*Task description:*
Reproduce every one of the records below verbatim, preserving each line as it appears.
────────────────────
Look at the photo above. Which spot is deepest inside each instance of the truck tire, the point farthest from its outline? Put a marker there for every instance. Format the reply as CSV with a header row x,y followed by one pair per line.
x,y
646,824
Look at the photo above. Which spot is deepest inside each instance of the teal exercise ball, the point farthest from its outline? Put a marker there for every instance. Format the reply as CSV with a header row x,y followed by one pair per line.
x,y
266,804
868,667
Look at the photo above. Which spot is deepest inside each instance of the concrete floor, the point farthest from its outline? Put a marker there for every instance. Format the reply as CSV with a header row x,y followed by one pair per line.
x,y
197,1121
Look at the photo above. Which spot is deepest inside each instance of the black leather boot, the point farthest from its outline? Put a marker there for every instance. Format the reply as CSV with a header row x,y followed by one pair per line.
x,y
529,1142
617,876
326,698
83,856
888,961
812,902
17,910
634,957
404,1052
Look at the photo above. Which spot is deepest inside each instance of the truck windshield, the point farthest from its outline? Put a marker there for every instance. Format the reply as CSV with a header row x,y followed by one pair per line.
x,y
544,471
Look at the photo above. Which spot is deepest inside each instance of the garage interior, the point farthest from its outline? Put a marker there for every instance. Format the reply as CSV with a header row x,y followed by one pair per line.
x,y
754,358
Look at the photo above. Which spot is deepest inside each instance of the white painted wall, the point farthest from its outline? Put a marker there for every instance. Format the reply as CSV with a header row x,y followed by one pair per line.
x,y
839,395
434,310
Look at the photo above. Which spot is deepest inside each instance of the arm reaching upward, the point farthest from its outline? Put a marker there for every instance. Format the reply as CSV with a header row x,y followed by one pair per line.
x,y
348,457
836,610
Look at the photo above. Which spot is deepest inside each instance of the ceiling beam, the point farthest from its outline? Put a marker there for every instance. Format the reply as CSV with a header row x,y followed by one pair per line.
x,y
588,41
────────────────────
*Result for this exercise:*
Look at the photo above. Which spot is deepest inside each instance of the truck tire, the point farthest from its outline? Put a marker there for every instance. Format the reply as CSV with a header row x,y followed by one pair per line.
x,y
646,824
Look at the photo above. Which spot is deepest inside each instance of the teal exercise ball, the point farthest from its outline? Put a marker there for every instance. Format the reply as CSV with a header row x,y followed by one pair per line.
x,y
266,804
868,667
Look at the photo above. Which spot is deepest inside each instance of the concrete floor, the point farthest from its outline? Put a marker there for every instance. Format the reply as CSV with a header row x,y followed by one pair per line.
x,y
197,1121
Look at the photo above. Which spot is deepest inside each instance of the black leather boot, the point farthest from its outline? Put a marker there for every instance. Format the reply as CSV with a header row x,y followed by one pair per line.
x,y
529,1142
617,876
326,698
83,856
888,961
812,902
17,910
634,957
404,1052
Look at the photo above. Which spot is deepest inside each instance of the truck windshield, the point farthest from its outline? Put a marker there for every instance. Format the reply as CSV with a header row x,y followed by one pair per line.
x,y
544,471
Look at the photo above. Which spot is deepest inside each instance of the garage interior, the point farthest from its outline? Put a marker there for every instance. Format the reply as CSV with a header row x,y followed by one pair per line.
x,y
754,358
Look at the photo above. Which spot is deepest inside each instance of the white painted wall, the point farthest from its outline? Put a marker there for every instance. Format the reply as CSV with a header row x,y followed by one pair per line.
x,y
839,395
434,310
Look at the photo above. Which spot is deepest inside each instance of the arm reaching upward, the point farthest from its outline? Put a marker there for every instance. Format the reply as CSV with a header row x,y followed by one pair per line.
x,y
348,457
836,610
Look at the photo above. Which spot is deepest inside each instance of the ceiling beam, the point farthest from its outline? Put a marker there for every instance. Format the reply as CSV with a header row x,y followed by one pair per line.
x,y
588,41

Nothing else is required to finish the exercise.